## [Instructions to follow]
In the rows below, take the lines from the one containing "with locating clear" through the one containing "[0,0,626,417]", inclusive, and return them as a JSON list of strings with one string per line, leaving out blank lines.

## [Raw data]
◆ ◆ ◆ ◆ ◆

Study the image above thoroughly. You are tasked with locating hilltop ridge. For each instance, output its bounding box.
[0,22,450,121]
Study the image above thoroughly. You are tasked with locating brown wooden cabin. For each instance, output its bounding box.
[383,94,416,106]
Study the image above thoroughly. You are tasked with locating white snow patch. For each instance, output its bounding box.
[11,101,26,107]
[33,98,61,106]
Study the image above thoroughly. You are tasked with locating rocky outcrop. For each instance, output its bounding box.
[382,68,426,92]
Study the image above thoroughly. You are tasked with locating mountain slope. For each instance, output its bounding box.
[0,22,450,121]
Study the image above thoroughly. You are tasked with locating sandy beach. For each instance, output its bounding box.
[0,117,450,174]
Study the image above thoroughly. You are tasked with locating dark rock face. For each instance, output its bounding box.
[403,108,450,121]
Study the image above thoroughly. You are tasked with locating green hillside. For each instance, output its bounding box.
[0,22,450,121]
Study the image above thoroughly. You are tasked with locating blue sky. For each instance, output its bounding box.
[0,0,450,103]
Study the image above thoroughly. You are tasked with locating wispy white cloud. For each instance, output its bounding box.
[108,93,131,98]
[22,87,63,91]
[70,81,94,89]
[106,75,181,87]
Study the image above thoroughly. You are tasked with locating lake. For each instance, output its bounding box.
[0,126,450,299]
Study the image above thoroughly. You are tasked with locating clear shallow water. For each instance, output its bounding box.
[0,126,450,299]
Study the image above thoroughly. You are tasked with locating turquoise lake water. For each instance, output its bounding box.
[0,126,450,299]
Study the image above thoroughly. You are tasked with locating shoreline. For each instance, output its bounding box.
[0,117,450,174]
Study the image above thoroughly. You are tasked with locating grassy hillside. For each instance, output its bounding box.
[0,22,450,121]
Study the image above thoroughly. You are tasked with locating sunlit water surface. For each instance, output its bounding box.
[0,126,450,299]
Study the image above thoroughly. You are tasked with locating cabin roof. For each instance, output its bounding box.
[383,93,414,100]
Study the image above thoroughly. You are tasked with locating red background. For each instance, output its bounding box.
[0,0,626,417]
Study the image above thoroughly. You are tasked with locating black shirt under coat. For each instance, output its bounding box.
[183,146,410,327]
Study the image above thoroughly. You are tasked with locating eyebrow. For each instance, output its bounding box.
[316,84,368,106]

◆ ◆ ◆ ◆ ◆

## [Solution for this problem]
[
  "Study the image above thoroughly. You are tasked with locating clear shallow water. For each instance, output its bounding box.",
  "[0,126,450,299]",
  "Study the image above thoroughly. You are tasked with locating turquoise lake water. For each instance, output its bounding box.",
  "[0,126,450,299]",
  "Study the image above thoroughly. You are tasked with locating shoreline. For each instance, output its bounding box.",
  "[0,117,450,174]",
  "Study the image above thoroughly. You are tasked with locating grassy hillside. For each instance, output its bounding box.",
  "[0,22,450,121]",
  "Study the image above thoroughly. You are tasked with locating sunlit water surface. For each instance, output its bounding box.",
  "[0,126,450,299]",
  "Study the image above thoroughly. You are tasked with locating cabin roof. For each instance, output its bounding box.",
  "[383,93,414,100]",
  "Study the image above thoroughly. You are tasked with locating red background. For each instance, output its bounding box.",
  "[0,0,626,417]"
]